┌──

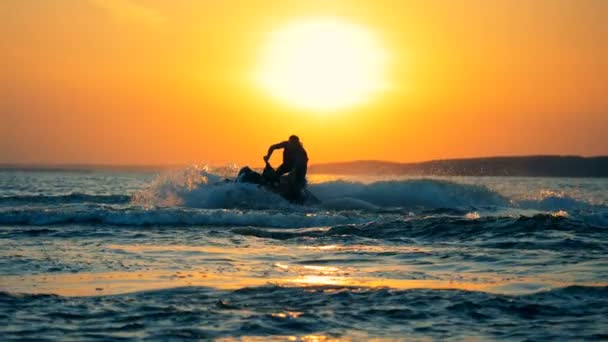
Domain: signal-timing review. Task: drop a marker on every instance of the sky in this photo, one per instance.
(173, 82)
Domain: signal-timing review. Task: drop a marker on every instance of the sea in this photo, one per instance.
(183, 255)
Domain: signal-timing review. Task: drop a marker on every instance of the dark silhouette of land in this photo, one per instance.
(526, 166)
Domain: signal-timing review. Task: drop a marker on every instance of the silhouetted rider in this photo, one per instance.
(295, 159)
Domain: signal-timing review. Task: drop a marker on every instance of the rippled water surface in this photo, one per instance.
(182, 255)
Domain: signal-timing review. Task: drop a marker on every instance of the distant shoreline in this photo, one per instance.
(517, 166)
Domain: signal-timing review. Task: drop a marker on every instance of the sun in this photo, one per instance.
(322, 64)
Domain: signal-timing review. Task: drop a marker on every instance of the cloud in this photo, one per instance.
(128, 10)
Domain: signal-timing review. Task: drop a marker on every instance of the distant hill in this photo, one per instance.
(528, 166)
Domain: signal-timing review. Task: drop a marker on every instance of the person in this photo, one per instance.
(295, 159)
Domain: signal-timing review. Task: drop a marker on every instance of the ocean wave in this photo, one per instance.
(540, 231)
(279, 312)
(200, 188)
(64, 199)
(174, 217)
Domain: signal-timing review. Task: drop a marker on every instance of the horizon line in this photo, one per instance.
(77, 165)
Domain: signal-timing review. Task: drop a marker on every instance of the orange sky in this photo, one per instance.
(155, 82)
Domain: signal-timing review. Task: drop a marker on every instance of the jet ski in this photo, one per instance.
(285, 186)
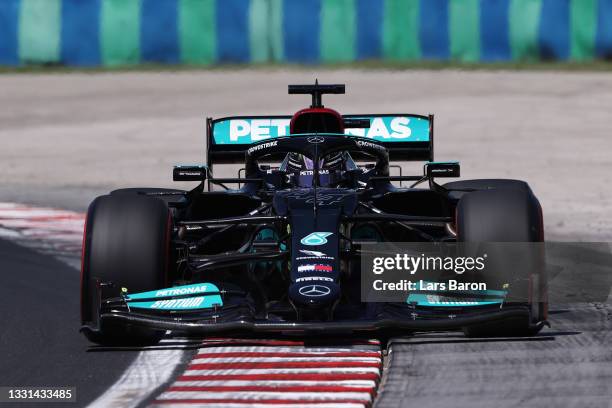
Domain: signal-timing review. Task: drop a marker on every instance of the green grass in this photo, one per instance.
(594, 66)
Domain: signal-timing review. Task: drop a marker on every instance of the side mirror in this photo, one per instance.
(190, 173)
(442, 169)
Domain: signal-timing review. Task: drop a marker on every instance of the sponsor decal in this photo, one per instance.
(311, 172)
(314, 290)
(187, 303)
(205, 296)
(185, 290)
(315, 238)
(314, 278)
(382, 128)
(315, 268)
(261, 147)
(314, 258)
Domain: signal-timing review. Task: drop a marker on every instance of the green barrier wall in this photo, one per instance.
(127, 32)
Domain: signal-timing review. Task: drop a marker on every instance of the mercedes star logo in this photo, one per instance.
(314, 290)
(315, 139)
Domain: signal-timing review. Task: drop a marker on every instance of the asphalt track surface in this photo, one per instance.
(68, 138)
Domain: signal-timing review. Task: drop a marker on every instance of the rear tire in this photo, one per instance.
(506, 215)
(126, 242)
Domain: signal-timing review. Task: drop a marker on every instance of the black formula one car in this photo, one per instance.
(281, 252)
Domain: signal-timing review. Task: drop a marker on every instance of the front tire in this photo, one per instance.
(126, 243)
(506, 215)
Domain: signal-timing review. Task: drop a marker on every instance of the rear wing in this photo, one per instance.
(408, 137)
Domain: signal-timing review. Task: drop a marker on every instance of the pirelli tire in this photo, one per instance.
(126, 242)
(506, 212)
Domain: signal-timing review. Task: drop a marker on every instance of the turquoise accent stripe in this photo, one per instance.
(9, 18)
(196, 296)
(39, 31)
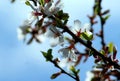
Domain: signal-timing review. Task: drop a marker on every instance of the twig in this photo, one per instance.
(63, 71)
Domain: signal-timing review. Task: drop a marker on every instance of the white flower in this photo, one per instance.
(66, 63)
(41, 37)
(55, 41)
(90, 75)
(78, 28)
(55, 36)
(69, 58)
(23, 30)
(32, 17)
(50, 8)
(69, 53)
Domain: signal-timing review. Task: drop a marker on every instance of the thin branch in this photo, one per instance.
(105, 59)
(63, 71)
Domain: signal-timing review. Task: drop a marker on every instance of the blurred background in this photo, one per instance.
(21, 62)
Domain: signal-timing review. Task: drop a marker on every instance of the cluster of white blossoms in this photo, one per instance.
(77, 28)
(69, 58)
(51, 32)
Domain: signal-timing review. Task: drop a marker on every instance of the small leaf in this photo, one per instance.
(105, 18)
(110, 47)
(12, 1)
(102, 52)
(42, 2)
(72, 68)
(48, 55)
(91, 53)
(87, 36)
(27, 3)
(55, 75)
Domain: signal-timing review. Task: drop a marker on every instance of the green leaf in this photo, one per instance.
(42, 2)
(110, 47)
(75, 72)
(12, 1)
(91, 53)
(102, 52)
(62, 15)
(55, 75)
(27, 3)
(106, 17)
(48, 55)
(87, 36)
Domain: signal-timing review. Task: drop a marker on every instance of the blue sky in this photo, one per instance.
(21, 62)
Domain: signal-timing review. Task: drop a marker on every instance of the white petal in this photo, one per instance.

└──

| TASK BRIEF |
The whole listing above should be restated word for word, minus any images.

| SOLUTION TO THE EXERCISE |
Domain: signal-timing review. Task: drop a marker on every instance of the sky in this photo, one per instance.
(173, 82)
Domain: signal-timing review. Task: drop a marker on every instance of the sea in this photo, one per instance.
(183, 255)
Domain: signal-timing review. Task: drop a marker on every instance of the dark silhouette of land in this photo, one per instance.
(526, 166)
Domain: signal-timing review. Task: drop a marker on every instance of the silhouetted rider in this photo, one per instance.
(295, 159)
Domain: signal-timing review. Task: drop a marker on every instance of the rippled water surface in this photo, one per instance.
(182, 255)
Domain: signal-timing review. Task: drop a marker on every instance of the distant shoreline in this photo, one per instance.
(517, 166)
Domain: signal-timing review. Task: drop a marker on every instance of the sun in this photo, one per instance.
(322, 64)
Domain: signal-timing review. Task: drop a marker on every instance of the cloud in this photo, one per instance.
(128, 10)
Domain: signal-timing review. Task: drop a marker on every instance of the distant hill in this photo, one per instance.
(528, 166)
Domain: signal-timing review. Task: drop a marker on every instance of the person in this photo, one per instance.
(295, 159)
Domain: signal-timing review. Task: drop a marker on every instance of the ocean wave in this photo, one per instance.
(540, 231)
(279, 312)
(200, 188)
(64, 199)
(174, 217)
Domain: signal-timing review. Task: drop a marker on every instance of the horizon line in this photo, one per instance.
(77, 165)
Domain: signal-timing review. Task: drop a marker on every instance of the orange sky in this photo, one per instance.
(155, 82)
Domain: signal-timing review. Task: drop a marker on every instance of the jet ski in this photo, one per instance.
(285, 186)
Domain: signal-timing review. Task: drop a marker on every instance of the green grass in this photo, one per instance.
(594, 66)
Domain: signal-timing review. Task: drop a marker on every instance of the side mirror in this photo, one per instance.
(190, 173)
(442, 169)
Domain: signal-timing review. Task: drop a marker on every instance of the sponsor decal in this photo, one per instance.
(311, 172)
(314, 290)
(187, 303)
(205, 296)
(185, 290)
(315, 238)
(314, 278)
(382, 128)
(315, 268)
(261, 147)
(314, 258)
Domain: signal-timing review. Task: drop a marker on every instance of the green barrier wall in this photo, one per instance.
(127, 32)
Domain: signal-timing review. Task: drop a marker on every instance of the mercedes star logo in this photo, one per instance.
(314, 290)
(315, 139)
Domain: signal-timing review. Task: drop a marker on every instance of the asphalt track surface in this photo, one per instance.
(68, 138)
Domain: signal-timing review. Task: drop a marker on every instance of the rear tire in this photo, one per instance.
(506, 215)
(126, 242)
Domain: signal-timing review. Task: drop a marker on every instance of the black formula one car in this photo, one per instance.
(281, 252)
Domain: signal-timing review. Task: drop a marker on every instance of the front tire in this photo, one per instance.
(126, 243)
(506, 215)
Domain: signal-timing review. Task: drop a marker on every instance of the rear wing in this photo, one per instance.
(408, 137)
Domain: signal-timing review. Task: drop a marker on every instance of the pirelli tire in this photo, one per instance.
(126, 242)
(506, 212)
Domain: signal-timing review. Task: drop a marker on every instance of the turquoise accent stripe in this photo, one per instance.
(9, 18)
(196, 296)
(39, 31)
Domain: signal-timing review. Task: drop a marker on every instance of the twig in this photo, one per instance.
(63, 71)
Domain: signal-timing review. Task: drop a marker on every instance of the white flower in this photo, one per instance.
(66, 63)
(41, 37)
(55, 41)
(90, 75)
(78, 28)
(55, 36)
(69, 58)
(23, 30)
(32, 17)
(50, 8)
(69, 53)
Domain: signal-timing review. Task: drop a marker on every instance of the thin branch in this photo, one per instance.
(105, 59)
(63, 71)
Domain: signal-timing review. Task: drop a marker on every instance of the blurred background in this photo, one per instance.
(21, 62)
Domain: signal-timing review. Task: drop a marker on every instance of the cluster of white blossoms in this photo, one per instance.
(77, 28)
(69, 58)
(51, 32)
Domain: signal-timing review. Task: drop a marker on every instance of the small leaf in this photo, one per instance.
(105, 18)
(110, 47)
(12, 1)
(102, 52)
(42, 2)
(72, 68)
(48, 55)
(91, 53)
(87, 36)
(27, 3)
(55, 75)
Domain: signal-timing review. Task: drop a marker on every instance of the green leaf in this photo, one per instance.
(42, 2)
(110, 47)
(75, 72)
(12, 1)
(91, 53)
(102, 52)
(62, 15)
(55, 75)
(27, 3)
(106, 17)
(48, 55)
(87, 36)
Domain: signal-timing review. Task: drop a marker on every instance of the blue sky in this photo, one per instance.
(21, 62)
Domain: signal-timing review. Task: drop a marker on every instance of the white petal in this photo, one per instance.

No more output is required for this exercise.